■ Excerpt to read ■
>> START

One local radio broadcaster let out a spontaneous, on-the-air whoop. According to Tom Wolfe’s book ``The Right Stuff,″ Glenn watched clouds part in 1962 to reveal ``an absolute mass of electric lights″ in two groups _ one in Perth and the other in Rockingham to the south.

``The lights show up very well,″ Glenn radioed to astronaut Gordon Cooper, who was at a tracking station in Australia at the time. ``Please thank everybody for turning them on, will you?″

Perth, on Australia’s southwest coast, has kept the title ``City of Lights″ ever since.

This time, Glenn’s flight path took him farther north, 530 miles from Perth. But that didn’t discourage residents or the state government, which asked everyone to turn on their lights for him.

They did so, then turned out into the streets.

Perth Mayor Peter Natrass, who spoke to Glenn via a telephone link-up, said the city had adopted the astronaut as one of their own.

``We have a great feeling of rapport with John Glenn which resulted of course from 1962,″ Natrass told Australian Broadcasting Corp. radio. ``This event still captures the imagination of everyone here.″

The U.S. Consul-General in Perth, Sally-Beth Bunbury, said the city’s reaction to Glenn’s return to space was an example of the strength of the relationship between Australia and the United States.

>> END

■ Set problem ■
Translate this sentence from the excerpt above about Perth and John Glenn into Spanish: "This time, Glenn's flight path took him farther north, 530 miles from Perth."

■ Provided material ■
>> START

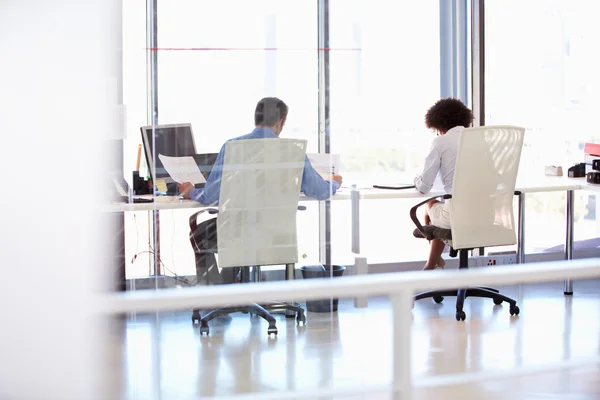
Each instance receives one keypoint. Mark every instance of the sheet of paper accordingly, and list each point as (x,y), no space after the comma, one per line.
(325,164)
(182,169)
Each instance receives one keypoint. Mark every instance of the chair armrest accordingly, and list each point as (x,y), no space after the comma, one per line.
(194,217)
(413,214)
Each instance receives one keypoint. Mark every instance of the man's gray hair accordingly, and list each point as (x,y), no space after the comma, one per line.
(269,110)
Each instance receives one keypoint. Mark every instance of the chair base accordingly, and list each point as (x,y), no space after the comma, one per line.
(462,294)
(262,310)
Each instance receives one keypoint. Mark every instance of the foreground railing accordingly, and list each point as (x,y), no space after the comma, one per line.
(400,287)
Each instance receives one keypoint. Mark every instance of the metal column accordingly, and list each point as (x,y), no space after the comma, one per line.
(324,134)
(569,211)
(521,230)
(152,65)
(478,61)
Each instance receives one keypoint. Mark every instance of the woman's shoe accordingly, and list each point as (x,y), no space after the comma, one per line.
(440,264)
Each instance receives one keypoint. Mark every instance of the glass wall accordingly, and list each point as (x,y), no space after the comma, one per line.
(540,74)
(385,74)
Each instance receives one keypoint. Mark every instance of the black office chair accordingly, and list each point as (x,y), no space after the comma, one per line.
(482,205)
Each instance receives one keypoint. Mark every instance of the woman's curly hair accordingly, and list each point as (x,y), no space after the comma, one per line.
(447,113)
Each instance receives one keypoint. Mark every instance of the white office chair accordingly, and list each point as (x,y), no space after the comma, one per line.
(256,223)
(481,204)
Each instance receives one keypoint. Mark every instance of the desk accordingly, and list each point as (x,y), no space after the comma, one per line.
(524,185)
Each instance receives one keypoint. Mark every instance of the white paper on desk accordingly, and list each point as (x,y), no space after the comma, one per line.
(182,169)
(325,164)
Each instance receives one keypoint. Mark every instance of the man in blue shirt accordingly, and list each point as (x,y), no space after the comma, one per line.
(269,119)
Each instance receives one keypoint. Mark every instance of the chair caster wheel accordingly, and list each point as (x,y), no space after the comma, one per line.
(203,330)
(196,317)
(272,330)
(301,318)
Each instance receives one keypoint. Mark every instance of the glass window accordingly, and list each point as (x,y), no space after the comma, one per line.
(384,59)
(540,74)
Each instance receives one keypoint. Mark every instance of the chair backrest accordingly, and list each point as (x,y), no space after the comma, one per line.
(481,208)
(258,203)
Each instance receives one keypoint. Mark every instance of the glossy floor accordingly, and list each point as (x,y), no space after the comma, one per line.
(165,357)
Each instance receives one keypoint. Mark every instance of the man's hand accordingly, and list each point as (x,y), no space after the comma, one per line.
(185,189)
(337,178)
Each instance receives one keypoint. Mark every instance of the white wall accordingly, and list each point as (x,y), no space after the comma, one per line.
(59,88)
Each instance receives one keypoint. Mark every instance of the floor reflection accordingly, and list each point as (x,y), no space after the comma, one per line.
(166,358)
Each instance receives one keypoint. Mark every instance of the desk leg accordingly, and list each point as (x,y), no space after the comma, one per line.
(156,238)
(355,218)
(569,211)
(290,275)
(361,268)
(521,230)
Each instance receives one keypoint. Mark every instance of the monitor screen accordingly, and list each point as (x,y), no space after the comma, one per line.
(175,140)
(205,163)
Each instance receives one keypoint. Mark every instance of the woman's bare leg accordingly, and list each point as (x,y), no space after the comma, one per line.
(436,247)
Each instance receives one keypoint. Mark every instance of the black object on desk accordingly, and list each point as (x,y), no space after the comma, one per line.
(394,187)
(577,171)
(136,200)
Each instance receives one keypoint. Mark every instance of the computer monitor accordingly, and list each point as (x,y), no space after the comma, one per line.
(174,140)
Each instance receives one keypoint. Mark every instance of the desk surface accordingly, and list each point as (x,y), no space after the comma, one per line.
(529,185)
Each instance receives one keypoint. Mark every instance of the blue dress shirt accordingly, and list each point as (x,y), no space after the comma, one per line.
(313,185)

>> END

■ Task output ■
Esta vez, la trayectoria de vuelo de Glenn lo llevó más al norte, a 530 millas de Perth.